**Exercise brief**: Can you copy out the lines below word for word, leaving out the pictures?

**Records from a data source**:
-- BEGIN --

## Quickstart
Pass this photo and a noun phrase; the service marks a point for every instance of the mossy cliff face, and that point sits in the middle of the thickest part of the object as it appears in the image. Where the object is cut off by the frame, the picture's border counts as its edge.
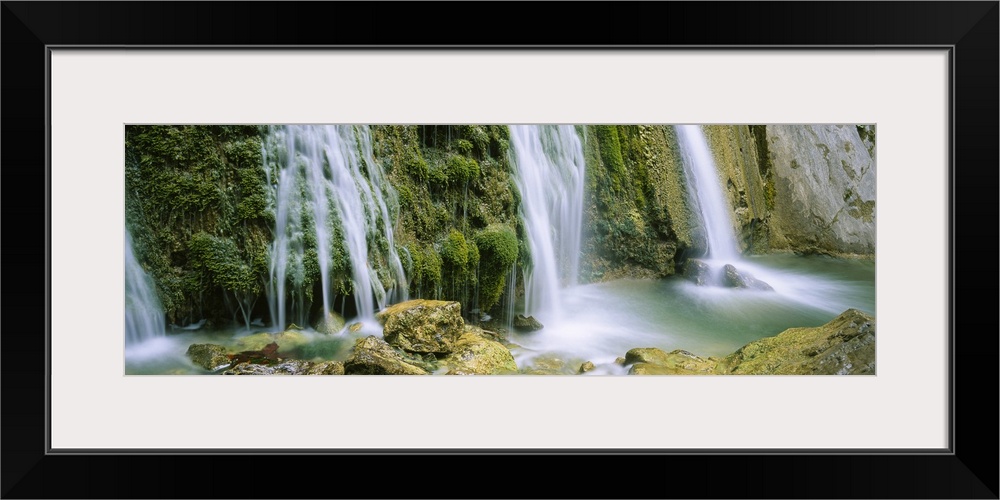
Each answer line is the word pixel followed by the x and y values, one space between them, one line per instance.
pixel 744 183
pixel 636 214
pixel 196 206
pixel 458 209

-- END --

**Output for this task**:
## Quickstart
Pass this photo and a noun phrase; the service marks a point for every instance of the mossy cliff face, and that point sits in the middle of the thickest part of the object as it appears in the image. Where the object is cut off by the frame, the picture's border counts as its edge.
Each answer line is the word pixel followed by the x and y values, one space between them, one line per instance.
pixel 744 183
pixel 636 214
pixel 196 206
pixel 458 209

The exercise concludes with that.